* **Extract provided**:
━━━━━━━━━━━━━━━━

Posting daily at 1pm central about all kinds of things. One day it's dating, the next it's TV commercials. I hope you're entertained. Professional photos on SmugMug – https://benwilder.smugmug.com
I don’t think Piper was always eating everything but as she got older, her appetite expanded. Kind of like when you become an expert at something and crave a bigger challenge. That’s how she was with eating. Food? Nah, that’s for peasants.
Piper ate a lot of things that should not be eaten. Well, I take that back. One of them was actually food, I suppose. Have you ever seen a seahorse? One random day we found one on the shore, it had already died somehow. It’s not every day that you find a seahorse so I brought it up to the house to, I don’t know, have it on display. Yeah, that didn’t last long. Just for a moment Piper was left on the porch of the beach house and you can guess what happened when she was unsupervised out there. Seabiscuit went bye bye.
She’s eaten books, papers, napkins, as seen in this library book I eventually had to pay for.
I’ll just get this out as quickly as I can: She’s also had a used tampon in her mouth. I’ll spare you any pictures. The lengths that pup went to digest things was pretty impressive. I guess she had the stomach for some wild things, I’ll give her that! Everything was ranked #1 in her belly, but she will always be #1 in my heart.
Piper loved being in the woods. She’d go to the nearest forest anytime the opportunity presented itself, which was more than I liked, that’s for sure. Not because I wanted her to be unhappy, it’s just that I worried for her. Her nose got her into some pretty delicate situations. Maybe she was chasing a rabbit. Or I had looked the other way for a few seconds too long. Then boom, she was off and running!
Here I go again on my own… traveling down the only road I’ve ever known…
It’s a blessing and a curse having a beagle. On the one hand, I love that Piper was very good at hunting without a single session of training. But on the other hand, like I said, it made me nervous because she wasn’t really afraid of anything. In Tennessee that’s mostly OK where wildlife is concerned. But once we moved to Florida, all I could imagine was Piper having a run-in with a gator or a snake and how I’d manage explaining to authorities that Piper dominated them both.
OK, I’m just being silly. Piper never had an encounter with an alligator or snake (that I’m aware of) but the most scared I ever felt was a day she was gone for 4 hours on the coast of Florida where there are gators, snakes, and bears. I searched, my whole family searched (we were in the middle of a beach family reunion), but we all came up empty. It wasn’t until later that day we got a call from a nearby vet’s office that someone had picked up a beagle trotting along the only paved road in the area. She had travelled miles and someone miraculously found her and took care of her for one night. I picked her up the next day. To this day, she never told me what she did or where she went, I guess that’s a secret I’ll never know!

━━━━━━━━━━━━━━━━

* **Recorded data**:

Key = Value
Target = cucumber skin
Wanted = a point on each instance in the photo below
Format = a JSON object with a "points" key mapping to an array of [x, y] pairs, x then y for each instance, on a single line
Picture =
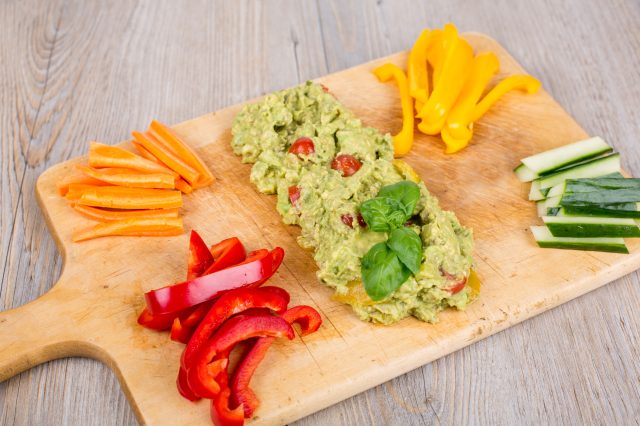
{"points": [[602, 210], [593, 230], [608, 248]]}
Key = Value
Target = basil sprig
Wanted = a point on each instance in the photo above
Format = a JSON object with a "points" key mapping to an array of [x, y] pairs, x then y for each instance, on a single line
{"points": [[387, 265]]}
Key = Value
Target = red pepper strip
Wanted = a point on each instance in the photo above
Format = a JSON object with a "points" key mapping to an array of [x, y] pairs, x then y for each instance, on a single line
{"points": [[241, 394], [201, 381], [200, 258], [183, 328], [176, 297], [230, 303], [221, 414], [226, 253]]}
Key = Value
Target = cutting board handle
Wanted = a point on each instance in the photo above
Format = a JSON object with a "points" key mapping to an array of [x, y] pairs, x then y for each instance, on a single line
{"points": [[38, 332]]}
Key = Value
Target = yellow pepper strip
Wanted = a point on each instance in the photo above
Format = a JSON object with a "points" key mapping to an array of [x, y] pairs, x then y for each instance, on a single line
{"points": [[403, 140], [417, 68], [520, 82], [435, 51], [458, 131], [457, 60]]}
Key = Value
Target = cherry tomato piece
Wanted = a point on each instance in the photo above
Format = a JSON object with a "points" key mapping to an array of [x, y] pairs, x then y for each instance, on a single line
{"points": [[302, 145], [346, 164]]}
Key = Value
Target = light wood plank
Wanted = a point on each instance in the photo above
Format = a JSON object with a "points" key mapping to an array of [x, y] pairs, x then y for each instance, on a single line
{"points": [[584, 54]]}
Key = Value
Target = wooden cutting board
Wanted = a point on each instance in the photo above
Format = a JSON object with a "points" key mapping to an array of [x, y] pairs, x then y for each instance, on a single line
{"points": [[92, 310]]}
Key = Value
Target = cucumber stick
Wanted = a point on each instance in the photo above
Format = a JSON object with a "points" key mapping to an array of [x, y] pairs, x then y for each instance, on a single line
{"points": [[545, 239], [591, 169], [553, 159], [591, 227]]}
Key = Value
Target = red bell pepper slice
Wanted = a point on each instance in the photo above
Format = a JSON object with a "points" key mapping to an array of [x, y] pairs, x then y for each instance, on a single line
{"points": [[200, 258], [241, 394], [226, 253], [201, 380], [230, 303], [252, 272]]}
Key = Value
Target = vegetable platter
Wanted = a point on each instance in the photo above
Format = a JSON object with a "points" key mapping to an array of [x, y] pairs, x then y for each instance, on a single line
{"points": [[92, 311]]}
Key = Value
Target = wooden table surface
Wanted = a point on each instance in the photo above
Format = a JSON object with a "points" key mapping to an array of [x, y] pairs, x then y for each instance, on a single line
{"points": [[73, 71]]}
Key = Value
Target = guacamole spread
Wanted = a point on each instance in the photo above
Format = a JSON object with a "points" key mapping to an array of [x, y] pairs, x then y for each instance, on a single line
{"points": [[299, 141]]}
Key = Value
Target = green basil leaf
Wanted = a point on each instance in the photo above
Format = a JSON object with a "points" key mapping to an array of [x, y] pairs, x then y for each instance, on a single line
{"points": [[383, 214], [382, 272], [407, 245], [406, 192]]}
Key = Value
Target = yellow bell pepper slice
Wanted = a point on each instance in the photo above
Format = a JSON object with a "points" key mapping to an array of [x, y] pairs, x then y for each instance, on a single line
{"points": [[456, 62], [520, 82], [403, 140], [457, 133], [417, 68]]}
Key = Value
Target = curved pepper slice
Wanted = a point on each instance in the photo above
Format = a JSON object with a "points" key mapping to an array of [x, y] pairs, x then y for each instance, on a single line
{"points": [[417, 68], [241, 394], [200, 257], [403, 140], [458, 131], [226, 253], [201, 378], [228, 304], [255, 269], [522, 82], [451, 76]]}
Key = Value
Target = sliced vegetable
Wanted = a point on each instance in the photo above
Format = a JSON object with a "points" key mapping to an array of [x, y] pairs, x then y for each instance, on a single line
{"points": [[403, 140], [165, 155], [184, 151], [104, 215], [257, 268], [545, 239], [139, 227], [101, 155], [567, 226], [556, 158], [594, 168], [120, 197], [130, 178]]}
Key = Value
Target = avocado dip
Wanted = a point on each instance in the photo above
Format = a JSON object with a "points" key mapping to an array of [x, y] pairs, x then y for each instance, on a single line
{"points": [[324, 200]]}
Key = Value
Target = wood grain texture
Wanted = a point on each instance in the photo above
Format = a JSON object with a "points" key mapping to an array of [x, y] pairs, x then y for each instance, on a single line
{"points": [[139, 67]]}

━━━━━━━━━━━━━━━━

* **What you need to do**:
a – Quote the post about Piper the beagle word for word, between "Posting daily at" and "that’s for peasants.", inclusive.
b – Extend the post about Piper the beagle, picking up right after its final sentence.
The items have no connection to the post about Piper the beagle.

* **Answers for the tasks**:
a –
Posting daily at 1pm central about all kinds of things. One day it's dating, the next it's TV commercials. I hope you're entertained. Professional photos on SmugMug – https://benwilder.smugmug.com
I don’t think Piper was always eating everything but as she got older, her appetite expanded. Kind of like when you become an expert at something and crave a bigger challenge. That’s how she was with eating. Food? Nah, that’s for peasants.

b –
I miss my wandering beagle. Even when she played Houdini, she always somehow made it back home. I loved being with her and I don’t think there will ever be another one for me like Piper.
Piper was as curious as a private investigator and this characteristic of hers showed up a lot. When she was a puppy and the washer was open, she couldn’t resist giving the dishes a quick once-over before they were washed.
Many years later but the same curiosity. How cute, right? But it wasn’t always adorable, I’ll admit. Her being food driven meant I had to be strategic about everything in the home and in the last few years, in the camper.
Treats seemed to help guide her decision-making so it was smart to have a few on hand at any given moment (and I didn’t have them on hand enough!).
It’s kind of weird now that I don’t have that awesome, food-driven dog to watch out for. I’m less cautious setting Asia’s (my other dog) food out in the morning or afternoon. I can leave books on a table and not fear for their shredded safety. But I miss Piper terribly still. Her threat of chewing things kept me on my toes and now I just think about her every time I see something she would’ve loved to destroy or eat.
For Piper, it was the exact opposite! For every dog she met (and every dog was inferior to her highness 👑), she loved people more. She never told me exactly what it was about dogs that annoyed her so maybe let’s just say she was a diva… kind of like her dad. 🔥
Piper, go play with that dog! Nah. Piper, help that dog find some rabbits! No thanks. People, on the other hand, she loved people almost as much as she loved chasing rabbits.
My family, friends, neighbors in Nashville, she’d come wagging her tail to them, hoping for a treat or a friendly pat on the head. Ok, it was mostly for a treat but still, she loved having her belly scratched. The picture below is Piper trotting towards my neighbor one cold January morning, which is saying a lot because if you’ve been following along with these posts, you know how Piper despised being cold! He and his wife loved Piper and she loved them. See her tail up in the air and her ears swaying with excitement? She couldn’t wait to visit with Bobby and Joyce.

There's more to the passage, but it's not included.